*Assignment*. Can you reproduce, character for character, the records from their very first line through the line containing "375L378 374L224 290L36", including that line?

Saved data entries:
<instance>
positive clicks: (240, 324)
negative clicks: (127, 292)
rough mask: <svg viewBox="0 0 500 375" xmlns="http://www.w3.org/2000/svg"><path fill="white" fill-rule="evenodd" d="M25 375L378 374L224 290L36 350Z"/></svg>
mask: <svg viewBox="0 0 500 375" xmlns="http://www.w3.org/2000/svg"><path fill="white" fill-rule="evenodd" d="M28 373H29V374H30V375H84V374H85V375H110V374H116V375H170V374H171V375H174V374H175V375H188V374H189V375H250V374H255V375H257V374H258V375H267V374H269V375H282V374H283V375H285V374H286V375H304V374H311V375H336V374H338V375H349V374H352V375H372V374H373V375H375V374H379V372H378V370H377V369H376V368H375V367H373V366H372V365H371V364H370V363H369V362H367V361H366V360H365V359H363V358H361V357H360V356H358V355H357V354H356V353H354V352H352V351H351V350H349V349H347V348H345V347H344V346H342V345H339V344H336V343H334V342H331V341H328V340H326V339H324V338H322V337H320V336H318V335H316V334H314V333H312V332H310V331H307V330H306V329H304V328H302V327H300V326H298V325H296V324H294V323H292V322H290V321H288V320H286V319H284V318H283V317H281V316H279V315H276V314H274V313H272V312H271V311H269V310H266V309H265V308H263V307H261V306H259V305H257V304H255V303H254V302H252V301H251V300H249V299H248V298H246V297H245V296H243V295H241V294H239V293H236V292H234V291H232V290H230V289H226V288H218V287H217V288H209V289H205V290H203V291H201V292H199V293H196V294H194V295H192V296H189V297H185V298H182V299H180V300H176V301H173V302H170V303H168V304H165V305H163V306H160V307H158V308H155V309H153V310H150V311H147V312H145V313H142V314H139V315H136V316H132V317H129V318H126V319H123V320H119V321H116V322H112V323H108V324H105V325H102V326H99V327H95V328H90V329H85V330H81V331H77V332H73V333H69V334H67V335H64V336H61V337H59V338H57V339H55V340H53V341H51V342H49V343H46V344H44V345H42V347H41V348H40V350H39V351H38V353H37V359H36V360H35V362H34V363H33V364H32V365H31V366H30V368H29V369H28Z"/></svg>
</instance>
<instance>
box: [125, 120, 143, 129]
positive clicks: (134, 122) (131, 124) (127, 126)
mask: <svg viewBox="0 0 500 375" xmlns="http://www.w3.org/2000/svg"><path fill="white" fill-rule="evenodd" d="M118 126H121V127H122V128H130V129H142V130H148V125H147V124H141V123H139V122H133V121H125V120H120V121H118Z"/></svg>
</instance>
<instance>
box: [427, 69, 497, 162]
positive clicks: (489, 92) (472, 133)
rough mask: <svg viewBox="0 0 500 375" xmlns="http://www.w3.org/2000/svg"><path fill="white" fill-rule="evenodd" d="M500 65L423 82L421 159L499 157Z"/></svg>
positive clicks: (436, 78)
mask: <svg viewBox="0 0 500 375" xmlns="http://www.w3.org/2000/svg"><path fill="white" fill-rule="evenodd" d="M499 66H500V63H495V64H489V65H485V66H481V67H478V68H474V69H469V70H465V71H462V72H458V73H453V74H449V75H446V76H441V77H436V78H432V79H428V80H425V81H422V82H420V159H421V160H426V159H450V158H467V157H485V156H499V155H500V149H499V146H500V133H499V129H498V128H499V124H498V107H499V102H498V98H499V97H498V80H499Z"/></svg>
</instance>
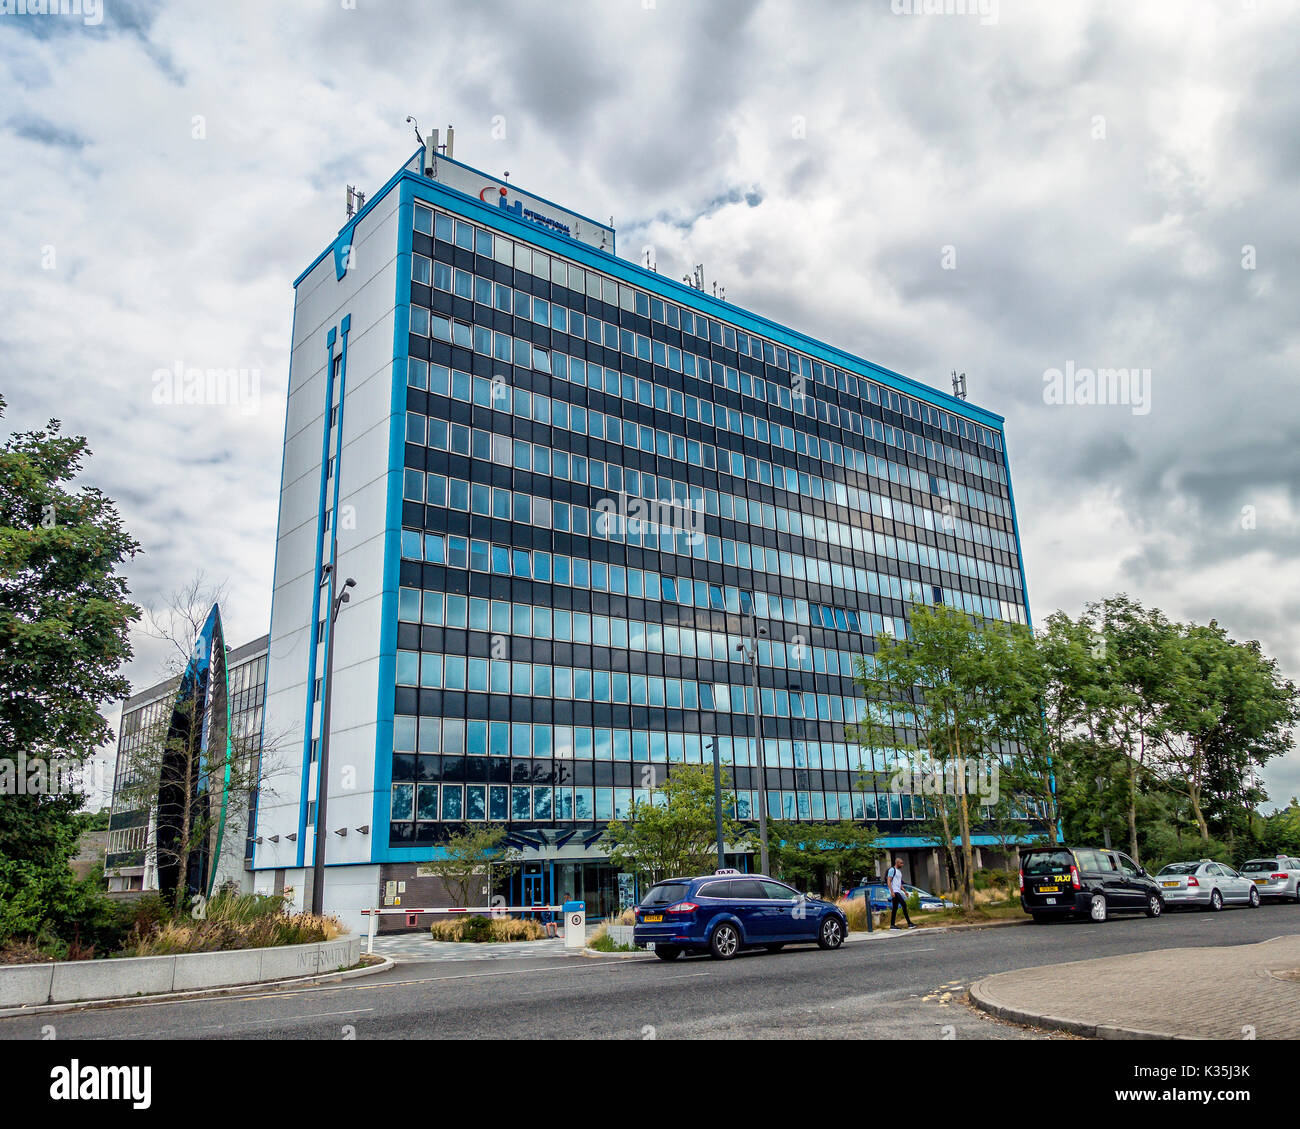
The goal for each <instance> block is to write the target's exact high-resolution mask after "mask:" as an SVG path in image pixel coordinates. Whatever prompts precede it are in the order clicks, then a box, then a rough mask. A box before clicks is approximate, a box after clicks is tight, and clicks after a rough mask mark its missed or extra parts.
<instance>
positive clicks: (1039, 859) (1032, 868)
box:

*Exercise response*.
<instance>
positive clicks: (240, 324)
negative clicks: (127, 292)
rough mask: <svg viewBox="0 0 500 375" xmlns="http://www.w3.org/2000/svg"><path fill="white" fill-rule="evenodd" d="M25 375L378 374L224 290L36 350Z"/></svg>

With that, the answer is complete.